PAGE TEXT:
Almost twenty years ago, when my wife’s German cousin was enrolled at Yale University, he and a friend visited us in upstate New York. Benny is very bright, with a mind at once analytical and pragmatic, and gifted with a distinctly un-Teutonic sense of humor. We once had a good laugh vivisecting Günter Grass, and that was even before we knew he had served in the Waffen-SS. Benny’s friend was another story. An American, he thought like a German. He was an English major who bragged about not bothering with novels or poems, sticking to a rigorous diet of theory. At first I thought he was parodying the aliterate creeps I had heard so much about but never known in the flesh. No, he really meant it. He explained that theory had usurped the role once played by literature. Critics had done us the favor of eliminating the need for books, which were profoundly archaic and irrelevant. Never had I witnessed the cross-pollination of nihilism and snobbery.
I’m glad I met this guy. He gave neo-barbarism a human face, bolstered my love of literature, and buried theory in its grave forever. Whenever a writer, even a writer of genius, spouts theory, it’s time to slam the book shut. No writer so perfectly embodies the corrosion of literary gift by theory as Tolstoy. The author of War and Peace later in life was perfectly content to write silly, preachy drivel. On this date, April 17, in 1897, Chekhov wrote a letter to Alexander Ertel, a novelist much admired by Tolstoy. “There’s no news,” he writes. “Literature is at a standstill.” Then he gets to the point:
“Tolstoy is writing a book on art [What Is Art?, 1897]. He visited me at the clinic and told me that he’d abandoned his Resurrection [eventually published in 1899] because he didn’t like it and that he was now writing exclusively about art and had read sixty books on the subject. His idea is not new; it’s been reiterated in various forms by clever old men in every century.”
In What Is Art?, Tolstoy famously denounced, to varying degrees, Shakespeare, Gogol, Pushkin, Baudelaire, Dickens, Cervantes and his own earlier work. “Lev Nikolayevich,” Chekhov continues, “is out to convince everybody in his book that art has in our time entered upon its final phase, that it is stuck in a blind alley from which it has no way out (forward).” The translators of the quoted passages above are Michael Henry Heim and Simon Karlinsky (Letters of Anton Chekhov, 1973). In his notes to this letter Karlinsky explains:
“Chekhov rejected in toto two of the basic premises of Tolstoy’s What Is Art? even before reading it, namely the idea that in order to be good, moral and `infectious,’ a work of art had to be instantly comprehensible to an illiterate peasant or to a child . . . and the concomitant notion that all the arts and especially painting and music were going through a period of utter decline throughout the Western world at the end of the nineteenth century.”
Such an odd human near-convergence: a fashion-minded Yale undergraduate and Tolstoy.

EXTRACTED INFORMATION:
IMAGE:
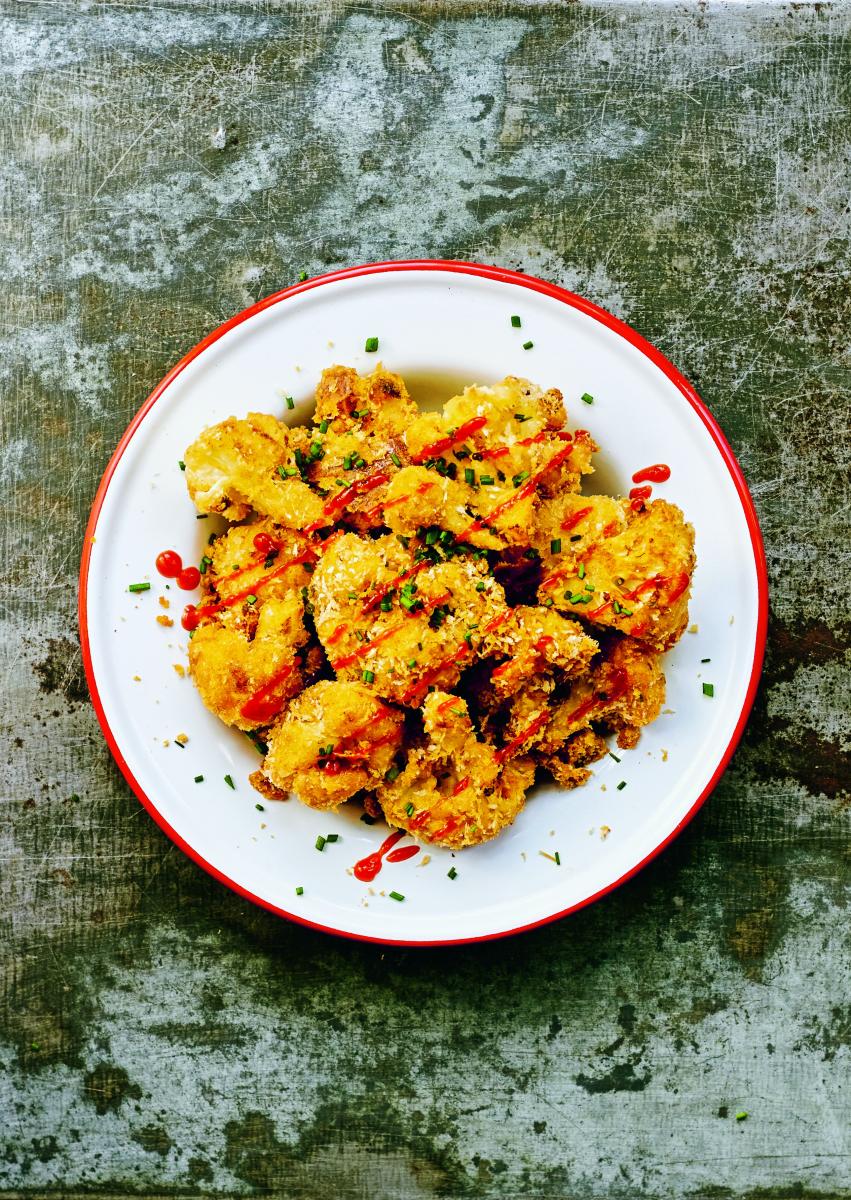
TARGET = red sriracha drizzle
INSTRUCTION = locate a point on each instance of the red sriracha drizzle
(657, 474)
(451, 439)
(367, 868)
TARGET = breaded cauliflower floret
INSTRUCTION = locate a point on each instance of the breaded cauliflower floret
(233, 468)
(633, 575)
(336, 739)
(532, 641)
(401, 625)
(454, 790)
(624, 691)
(245, 652)
(381, 401)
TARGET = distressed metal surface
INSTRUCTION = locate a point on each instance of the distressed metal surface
(688, 168)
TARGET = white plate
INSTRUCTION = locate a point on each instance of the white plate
(441, 325)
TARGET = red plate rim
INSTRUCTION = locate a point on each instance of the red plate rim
(502, 276)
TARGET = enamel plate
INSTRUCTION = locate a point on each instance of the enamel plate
(441, 325)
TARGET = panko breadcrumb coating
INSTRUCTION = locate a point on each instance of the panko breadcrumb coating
(420, 610)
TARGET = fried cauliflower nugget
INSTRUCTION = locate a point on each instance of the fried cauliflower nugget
(233, 468)
(569, 766)
(381, 401)
(244, 653)
(535, 640)
(624, 691)
(631, 574)
(454, 790)
(402, 624)
(335, 739)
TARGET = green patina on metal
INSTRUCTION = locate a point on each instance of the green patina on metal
(685, 167)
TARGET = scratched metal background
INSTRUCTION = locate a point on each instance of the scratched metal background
(165, 165)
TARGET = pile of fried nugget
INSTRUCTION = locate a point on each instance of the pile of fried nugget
(420, 610)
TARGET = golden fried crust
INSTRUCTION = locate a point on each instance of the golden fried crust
(454, 790)
(535, 640)
(381, 399)
(244, 659)
(569, 767)
(435, 621)
(633, 574)
(233, 468)
(335, 739)
(624, 691)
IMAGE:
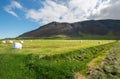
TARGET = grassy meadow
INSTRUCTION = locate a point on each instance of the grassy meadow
(51, 59)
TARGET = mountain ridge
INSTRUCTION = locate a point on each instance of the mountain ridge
(107, 27)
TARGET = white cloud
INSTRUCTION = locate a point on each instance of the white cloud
(108, 10)
(13, 5)
(74, 10)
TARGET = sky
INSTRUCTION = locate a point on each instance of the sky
(20, 16)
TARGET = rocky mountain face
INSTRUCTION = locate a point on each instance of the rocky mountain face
(78, 29)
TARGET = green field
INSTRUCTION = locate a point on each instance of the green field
(51, 59)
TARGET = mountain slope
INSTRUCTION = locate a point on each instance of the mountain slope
(78, 29)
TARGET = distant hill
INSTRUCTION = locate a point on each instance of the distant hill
(92, 29)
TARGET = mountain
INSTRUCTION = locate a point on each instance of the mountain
(86, 29)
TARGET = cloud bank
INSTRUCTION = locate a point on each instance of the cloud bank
(13, 5)
(69, 10)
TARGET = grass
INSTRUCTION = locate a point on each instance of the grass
(49, 59)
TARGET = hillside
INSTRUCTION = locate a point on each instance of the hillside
(98, 28)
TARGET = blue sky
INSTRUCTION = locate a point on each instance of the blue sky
(20, 16)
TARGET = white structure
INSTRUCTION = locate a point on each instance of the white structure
(80, 41)
(17, 45)
(10, 41)
(21, 41)
(3, 42)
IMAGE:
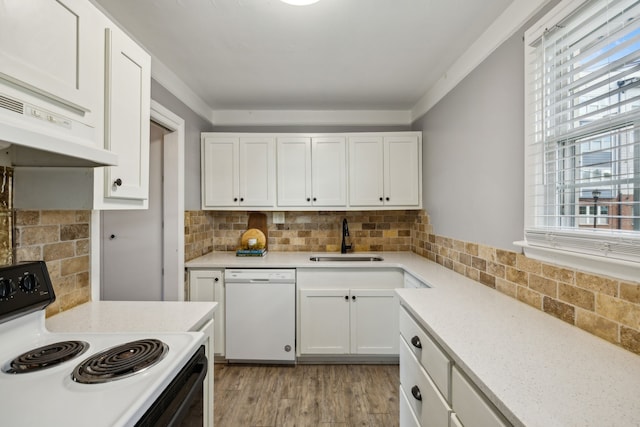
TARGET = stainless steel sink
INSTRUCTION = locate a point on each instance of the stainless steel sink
(347, 257)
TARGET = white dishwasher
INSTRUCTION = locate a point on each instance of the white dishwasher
(260, 315)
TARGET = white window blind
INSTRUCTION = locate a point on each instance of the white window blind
(583, 129)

WORK ITEM:
In the essay on Tolstoy and theory, on what date did Chekhov write his letter to Alexander Ertel?

TASK OUTPUT:
April 17, 1897